Exercise -
Print everything from "Is there any" down to "the same thing?" in the forum thread on serial console output below, word for word.

Excerpt provided -

[start]

Is there any chance flow control is getting confused? Does a Ctrl-q on the frozen screen do anything. It looks like there is a MacOS command defflow off to set the default flow control for "screens" to off.

@samblenny
Copy link
Author

Yeah, I agree it does seem a lot like some kind of weird flow control issue. I'm under the impression that when I invoke screen with screen -fn ..., the -fn should turn screen's flow control off. The man screen section about the -f, -fn, and -fa switches mentions 'This can also be defined through the "defflow" .screenrc command'. So, maybe -fn and defflow off do the same thing?

@samblenny
Copy link
Author

I tried Ctrl-q, but that did not appear to have any effect. It's still the same situation: no local echo and no console output in the screen window, but text output on the TFT console works fine (taking its input from what I type in the screen window)

@RetiredWizard
Copy link

RetiredWizard commented Jul 26, 2024

I did stumble on one post that suggested typing ctrl-A followed by a Q on the frozen screen (I think the caps are significant but 🤷)

BTW, I tried reproducing on Linux by minimizing a terminal running tio but no luck...

@todbot
Copy link

todbot commented Jul 26, 2024

Two things I'd try:

  • What happens if you detach your terminal from screen and lock your Mac? (ctrl-a d to detach, then later, screen --list or screen -r to re-attach)
  • What happens if you use tio instead of screen? Maybe it has different flow-control behavior.

@samblenny
Copy link
Author

samblenny commented Jul 26, 2024

When I do a detach-screen, lock-mac, wait, unlock-mac, then reattach-screen sequence, the result is the same (output stopped during the time mac was locked, no further output shows in screen window, but typing into screen still works as expected). I don't have tio on my mac, but I'll see if I can find some other OS and/or terminal emulator combination that reproduces the same problem.

@samblenny
Copy link
Author

I tried using the serial monitor of the Mu editor on an old MacBook Air (13-inch Mid 2013) with macOS Big Sur 11.7. The same problem happens (no console output on the mac, but console input works, and TFT console output works). The same problem also happens when using screen on the old MacBook Air.

[end]

Excerpted records -
[start]

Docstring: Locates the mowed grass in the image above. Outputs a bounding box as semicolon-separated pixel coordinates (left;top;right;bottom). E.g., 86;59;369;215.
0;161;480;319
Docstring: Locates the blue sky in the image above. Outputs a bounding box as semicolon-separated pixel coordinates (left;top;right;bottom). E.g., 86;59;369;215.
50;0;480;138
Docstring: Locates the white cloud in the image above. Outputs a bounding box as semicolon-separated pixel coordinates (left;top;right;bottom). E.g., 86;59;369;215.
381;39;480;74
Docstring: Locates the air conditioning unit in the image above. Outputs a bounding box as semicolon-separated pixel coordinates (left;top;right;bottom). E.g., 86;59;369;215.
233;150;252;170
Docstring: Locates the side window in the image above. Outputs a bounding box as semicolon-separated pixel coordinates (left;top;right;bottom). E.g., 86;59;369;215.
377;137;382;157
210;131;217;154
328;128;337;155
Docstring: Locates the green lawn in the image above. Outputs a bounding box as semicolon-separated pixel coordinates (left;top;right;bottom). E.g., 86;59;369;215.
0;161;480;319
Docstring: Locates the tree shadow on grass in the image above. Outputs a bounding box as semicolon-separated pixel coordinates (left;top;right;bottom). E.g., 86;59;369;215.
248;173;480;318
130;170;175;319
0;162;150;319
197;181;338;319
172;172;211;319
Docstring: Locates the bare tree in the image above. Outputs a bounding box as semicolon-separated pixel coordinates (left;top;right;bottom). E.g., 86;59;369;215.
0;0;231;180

[end]

The completed task -
Is there any chance flow control is getting confused? Does a Ctrl-q on the frozen screen do anything. It looks like there is a MacOS command defflow off to set the default flow control for "screens" to off.

@samblenny
Copy link
Author

Yeah, I agree it does seem a lot like some kind of weird flow control issue. I'm under the impression that when I invoke screen with screen -fn ..., the -fn should turn screen's flow control off. The man screen section about the -f, -fn, and -fa switches mentions 'This can also be defined through the "defflow" .screenrc command'. So, maybe -fn and defflow off do the same thing?